**Short exercise**
Rewrite everything in the crossword hints from "REPUBLICAN: A charade" down to "in the clue.", with "drinking establishment" replaced by "public house".

**Extract provided**
○ ○ ○
Daily Telegraph Cryptic No 28362

Hints and tips by Mr Kitty

+ – + – + – + – + – + – + – +

BD Rating – Difficulty **/*** Enjoyment ***


Hello, everyone. Welcome to the Fat Tuesday edition of the back-page blog, coming to you this week from across the pond. There’s not much in the way of food and drink in this puzzle, so if you’re seeking sustenance I suggest heading over to the Toughie blog later because, as this picture shows , kitties do love their pancakes. I found this crossword a rather delicious mixture of clue varieties, with some easy starters preparing the way for several meatier clues to follow. I’m not going to speculate about the setter, but perhaps they’ll follow the fine example set recently by Mister Ron and post later so that we can thank them directly? (hint, hint).

In the hints below the definitions are underlined and the answers will be revealed by clicking on the ANSWER  buttons. Please leave a comment telling us how you got on and what you thought.



1a    Concerned with landlord giving party in America (10)
REPUBLICAN: A charade of a two-letter word for “concerned with” and the manager of a drinking establishment.

6a    Picture of dream life in retirement (4)
FILM: Hidden in (of) the reversal (in retirement) of the remaining words in the clue.

9a    Intermediary in affair (7)
LIAISON: A straightforward double definition.

10a    Local girl offering endless foolish help (7)
BARMAID: Link together a synonym of foolish, minus its last letter (endless), and a three-letter word for help.

12a    Arrangement subject to rank (13)
UNDERSTANDING: A charade of synonyms of “subject to” (a queen, for example) and of rank or reputation.
○ ○ ○
**Recorded data**

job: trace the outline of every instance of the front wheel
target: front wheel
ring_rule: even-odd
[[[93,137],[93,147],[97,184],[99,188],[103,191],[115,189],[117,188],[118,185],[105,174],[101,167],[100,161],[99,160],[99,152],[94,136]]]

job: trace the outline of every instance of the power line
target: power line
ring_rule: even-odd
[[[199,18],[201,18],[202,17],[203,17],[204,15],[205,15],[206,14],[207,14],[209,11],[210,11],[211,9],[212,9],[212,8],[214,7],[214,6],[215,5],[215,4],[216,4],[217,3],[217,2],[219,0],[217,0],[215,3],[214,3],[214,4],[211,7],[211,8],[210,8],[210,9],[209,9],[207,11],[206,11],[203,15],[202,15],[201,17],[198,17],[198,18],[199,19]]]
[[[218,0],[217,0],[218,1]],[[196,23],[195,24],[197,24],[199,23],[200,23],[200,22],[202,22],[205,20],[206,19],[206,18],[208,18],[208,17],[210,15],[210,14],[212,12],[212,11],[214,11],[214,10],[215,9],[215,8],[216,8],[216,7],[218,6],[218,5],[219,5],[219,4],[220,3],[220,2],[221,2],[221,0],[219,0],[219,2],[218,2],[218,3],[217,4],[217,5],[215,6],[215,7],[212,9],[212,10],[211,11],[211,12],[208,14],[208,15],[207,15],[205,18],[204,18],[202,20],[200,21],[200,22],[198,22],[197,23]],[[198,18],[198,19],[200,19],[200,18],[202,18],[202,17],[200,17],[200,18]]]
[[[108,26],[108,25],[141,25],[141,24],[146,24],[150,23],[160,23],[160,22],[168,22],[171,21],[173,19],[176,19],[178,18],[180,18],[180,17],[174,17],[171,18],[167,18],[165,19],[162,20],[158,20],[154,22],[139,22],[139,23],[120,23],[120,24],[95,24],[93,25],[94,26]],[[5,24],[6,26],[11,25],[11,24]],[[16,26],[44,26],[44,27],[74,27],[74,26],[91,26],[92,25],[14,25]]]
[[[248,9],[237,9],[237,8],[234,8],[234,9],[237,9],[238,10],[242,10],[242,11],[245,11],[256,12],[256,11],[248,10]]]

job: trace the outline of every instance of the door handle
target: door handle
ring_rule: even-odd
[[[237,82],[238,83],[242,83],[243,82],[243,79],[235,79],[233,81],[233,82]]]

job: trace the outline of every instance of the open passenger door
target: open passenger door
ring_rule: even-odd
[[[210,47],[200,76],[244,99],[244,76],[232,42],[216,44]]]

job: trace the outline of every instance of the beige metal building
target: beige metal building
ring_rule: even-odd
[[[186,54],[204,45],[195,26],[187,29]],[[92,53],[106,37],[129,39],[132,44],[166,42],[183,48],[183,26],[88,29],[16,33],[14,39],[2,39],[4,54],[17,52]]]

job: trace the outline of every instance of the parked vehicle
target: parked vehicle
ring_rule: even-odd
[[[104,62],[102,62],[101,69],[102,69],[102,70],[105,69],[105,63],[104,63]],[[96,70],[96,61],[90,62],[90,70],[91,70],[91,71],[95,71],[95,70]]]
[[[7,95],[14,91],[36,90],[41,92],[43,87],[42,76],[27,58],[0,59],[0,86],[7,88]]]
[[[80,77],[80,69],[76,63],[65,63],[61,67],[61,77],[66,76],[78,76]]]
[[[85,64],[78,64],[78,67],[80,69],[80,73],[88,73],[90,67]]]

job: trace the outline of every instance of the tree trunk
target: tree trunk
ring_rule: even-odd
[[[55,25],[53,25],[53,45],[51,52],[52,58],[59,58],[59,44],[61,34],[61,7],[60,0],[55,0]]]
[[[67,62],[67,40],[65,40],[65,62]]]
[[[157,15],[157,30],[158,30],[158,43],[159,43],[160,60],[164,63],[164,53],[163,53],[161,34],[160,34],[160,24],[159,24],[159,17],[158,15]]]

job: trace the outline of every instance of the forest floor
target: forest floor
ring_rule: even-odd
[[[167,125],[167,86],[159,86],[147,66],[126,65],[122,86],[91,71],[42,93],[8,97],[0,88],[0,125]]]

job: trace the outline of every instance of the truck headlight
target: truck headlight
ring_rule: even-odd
○ ○ ○
**Expected output**
REPUBLICAN: A charade of a two-letter word for “concerned with” and the manager of a public house.

6a    Picture of dream life in retirement (4)
FILM: Hidden in (of) the reversal (in retirement) of the remaining words in the clue.